Work instructions | Convert every line of the data below into a JSON array of strings, one string per line, omitting blank lines.

Task material |
╭──
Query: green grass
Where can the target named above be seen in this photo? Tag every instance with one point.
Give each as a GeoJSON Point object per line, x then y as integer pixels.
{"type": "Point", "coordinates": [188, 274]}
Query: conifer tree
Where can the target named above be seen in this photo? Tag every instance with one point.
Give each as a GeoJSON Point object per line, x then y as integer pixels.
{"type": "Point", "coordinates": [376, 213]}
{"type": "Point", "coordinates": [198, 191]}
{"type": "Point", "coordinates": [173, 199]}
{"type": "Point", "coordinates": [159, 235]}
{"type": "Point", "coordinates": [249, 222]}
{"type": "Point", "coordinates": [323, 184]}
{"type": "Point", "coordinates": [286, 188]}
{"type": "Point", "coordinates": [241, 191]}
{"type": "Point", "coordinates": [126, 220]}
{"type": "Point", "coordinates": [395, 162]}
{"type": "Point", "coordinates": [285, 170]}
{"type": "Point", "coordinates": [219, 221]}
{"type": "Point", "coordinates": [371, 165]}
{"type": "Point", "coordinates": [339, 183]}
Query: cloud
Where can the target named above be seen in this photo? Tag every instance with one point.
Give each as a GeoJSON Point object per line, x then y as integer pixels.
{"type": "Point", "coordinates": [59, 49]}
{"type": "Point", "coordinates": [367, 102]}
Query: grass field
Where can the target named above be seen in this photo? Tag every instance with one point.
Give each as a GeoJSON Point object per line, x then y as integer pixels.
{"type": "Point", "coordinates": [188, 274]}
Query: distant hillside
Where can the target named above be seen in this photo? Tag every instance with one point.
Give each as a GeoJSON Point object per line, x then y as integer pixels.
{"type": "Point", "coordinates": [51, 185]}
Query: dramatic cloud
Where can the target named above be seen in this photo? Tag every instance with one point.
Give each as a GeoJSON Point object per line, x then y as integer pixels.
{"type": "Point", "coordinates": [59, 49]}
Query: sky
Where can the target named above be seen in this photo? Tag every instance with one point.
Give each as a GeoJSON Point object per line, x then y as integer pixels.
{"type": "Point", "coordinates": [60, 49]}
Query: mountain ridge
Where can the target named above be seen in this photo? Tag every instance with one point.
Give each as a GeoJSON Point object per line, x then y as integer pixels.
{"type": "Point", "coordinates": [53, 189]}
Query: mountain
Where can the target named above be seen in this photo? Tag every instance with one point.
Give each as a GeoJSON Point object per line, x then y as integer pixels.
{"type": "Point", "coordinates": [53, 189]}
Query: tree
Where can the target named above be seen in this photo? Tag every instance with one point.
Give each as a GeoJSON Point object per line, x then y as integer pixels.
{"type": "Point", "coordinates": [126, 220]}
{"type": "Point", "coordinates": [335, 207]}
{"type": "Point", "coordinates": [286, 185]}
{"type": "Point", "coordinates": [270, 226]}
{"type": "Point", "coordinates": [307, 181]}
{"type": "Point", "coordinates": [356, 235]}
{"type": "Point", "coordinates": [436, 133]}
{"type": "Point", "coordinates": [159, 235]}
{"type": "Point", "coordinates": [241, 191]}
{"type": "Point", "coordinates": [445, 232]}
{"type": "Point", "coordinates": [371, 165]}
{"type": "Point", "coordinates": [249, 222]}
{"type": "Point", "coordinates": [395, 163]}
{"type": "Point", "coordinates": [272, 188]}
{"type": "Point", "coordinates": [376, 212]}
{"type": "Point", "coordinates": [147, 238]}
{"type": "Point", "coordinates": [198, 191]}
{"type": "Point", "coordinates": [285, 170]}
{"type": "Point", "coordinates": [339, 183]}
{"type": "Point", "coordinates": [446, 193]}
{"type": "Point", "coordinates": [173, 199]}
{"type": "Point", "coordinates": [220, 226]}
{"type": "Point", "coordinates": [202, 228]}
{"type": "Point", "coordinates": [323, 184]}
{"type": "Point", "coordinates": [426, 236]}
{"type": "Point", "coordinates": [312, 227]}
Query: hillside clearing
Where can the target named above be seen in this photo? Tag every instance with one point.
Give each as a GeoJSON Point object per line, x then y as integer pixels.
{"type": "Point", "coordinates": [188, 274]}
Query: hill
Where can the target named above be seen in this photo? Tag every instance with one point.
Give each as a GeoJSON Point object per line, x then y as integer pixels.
╰──
Exercise answer |
[
  "Query: green grass",
  "Where can the target named above be seen in this photo? Tag every instance with one point.",
  "Give each as a GeoJSON Point object per line, x then y as integer pixels.",
  "{\"type\": \"Point\", \"coordinates\": [188, 274]}",
  "Query: conifer tree",
  "Where can the target named above be seen in this photo? Tag every instance with one point.",
  "Give each as a GeoJSON Point object per line, x then y as integer pixels.",
  "{\"type\": \"Point\", \"coordinates\": [376, 213]}",
  "{\"type\": \"Point\", \"coordinates\": [198, 191]}",
  "{\"type\": \"Point\", \"coordinates\": [173, 199]}",
  "{\"type\": \"Point\", \"coordinates\": [159, 235]}",
  "{\"type\": \"Point\", \"coordinates\": [249, 222]}",
  "{\"type\": \"Point\", \"coordinates\": [323, 184]}",
  "{\"type\": \"Point\", \"coordinates\": [286, 188]}",
  "{\"type\": \"Point\", \"coordinates\": [241, 191]}",
  "{\"type\": \"Point\", \"coordinates\": [126, 220]}",
  "{\"type\": \"Point\", \"coordinates\": [395, 162]}",
  "{\"type\": \"Point\", \"coordinates\": [285, 170]}",
  "{\"type\": \"Point\", \"coordinates\": [219, 221]}",
  "{\"type\": \"Point\", \"coordinates\": [371, 165]}",
  "{\"type\": \"Point\", \"coordinates\": [339, 183]}",
  "Query: cloud",
  "Where can the target named above be seen in this photo? Tag every instance with one point.",
  "Give each as a GeoJSON Point object per line, x then y as integer pixels.",
  "{\"type\": \"Point\", \"coordinates\": [59, 49]}",
  "{\"type\": \"Point\", \"coordinates\": [367, 102]}",
  "Query: grass field",
  "Where can the target named above be seen in this photo? Tag every instance with one point.",
  "Give each as a GeoJSON Point object per line, x then y as integer pixels.",
  "{\"type\": \"Point\", \"coordinates\": [188, 274]}",
  "Query: distant hillside",
  "Where can the target named above be seen in this photo? Tag every instance with one point.",
  "Give each as a GeoJSON Point object per line, x then y as integer pixels.",
  "{\"type\": \"Point\", \"coordinates\": [51, 185]}",
  "Query: dramatic cloud",
  "Where can the target named above be seen in this photo? Tag every instance with one point.",
  "Give each as a GeoJSON Point object per line, x then y as integer pixels.",
  "{\"type\": \"Point\", \"coordinates\": [59, 49]}",
  "Query: sky",
  "Where can the target named above be seen in this photo? Tag every instance with one point.",
  "Give each as a GeoJSON Point object per line, x then y as integer pixels.",
  "{\"type\": \"Point\", \"coordinates\": [60, 49]}",
  "Query: mountain ridge",
  "Where can the target named above be seen in this photo? Tag every instance with one point.",
  "Give each as a GeoJSON Point object per line, x then y as integer pixels.",
  "{\"type\": \"Point\", \"coordinates\": [53, 189]}",
  "Query: mountain",
  "Where can the target named above be seen in this photo? Tag every instance with one point.",
  "Give each as a GeoJSON Point object per line, x then y as integer pixels.",
  "{\"type\": \"Point\", \"coordinates\": [53, 189]}",
  "Query: tree",
  "Where can the target named above be seen in this photo? Tag every instance with one point.",
  "Give each as a GeoJSON Point object per line, x then y as integer pixels.",
  "{\"type\": \"Point\", \"coordinates\": [126, 220]}",
  "{\"type\": \"Point\", \"coordinates\": [335, 207]}",
  "{\"type\": \"Point\", \"coordinates\": [286, 185]}",
  "{\"type\": \"Point\", \"coordinates\": [270, 226]}",
  "{\"type\": \"Point\", \"coordinates\": [307, 181]}",
  "{\"type\": \"Point\", \"coordinates\": [356, 235]}",
  "{\"type\": \"Point\", \"coordinates\": [436, 133]}",
  "{\"type\": \"Point\", \"coordinates\": [159, 235]}",
  "{\"type\": \"Point\", \"coordinates\": [241, 191]}",
  "{\"type\": \"Point\", \"coordinates\": [445, 232]}",
  "{\"type\": \"Point\", \"coordinates\": [371, 165]}",
  "{\"type\": \"Point\", \"coordinates\": [249, 222]}",
  "{\"type\": \"Point\", \"coordinates\": [395, 163]}",
  "{\"type\": \"Point\", \"coordinates\": [272, 188]}",
  "{\"type\": \"Point\", \"coordinates\": [376, 212]}",
  "{\"type\": \"Point\", \"coordinates\": [147, 238]}",
  "{\"type\": \"Point\", \"coordinates\": [198, 191]}",
  "{\"type\": \"Point\", \"coordinates\": [285, 170]}",
  "{\"type\": \"Point\", \"coordinates\": [339, 183]}",
  "{\"type\": \"Point\", \"coordinates\": [446, 193]}",
  "{\"type\": \"Point\", \"coordinates\": [173, 199]}",
  "{\"type\": \"Point\", \"coordinates\": [220, 226]}",
  "{\"type\": \"Point\", \"coordinates\": [202, 228]}",
  "{\"type\": \"Point\", \"coordinates\": [323, 184]}",
  "{\"type\": \"Point\", \"coordinates\": [426, 236]}",
  "{\"type\": \"Point\", \"coordinates\": [312, 227]}",
  "Query: hillside clearing",
  "Where can the target named above be seen in this photo? Tag every instance with one point.",
  "Give each as a GeoJSON Point object per line, x then y as integer pixels.",
  "{\"type\": \"Point\", \"coordinates\": [188, 274]}",
  "Query: hill",
  "Where can the target named above be seen in this photo? Tag every instance with one point.",
  "Give each as a GeoJSON Point object per line, x then y as integer pixels."
]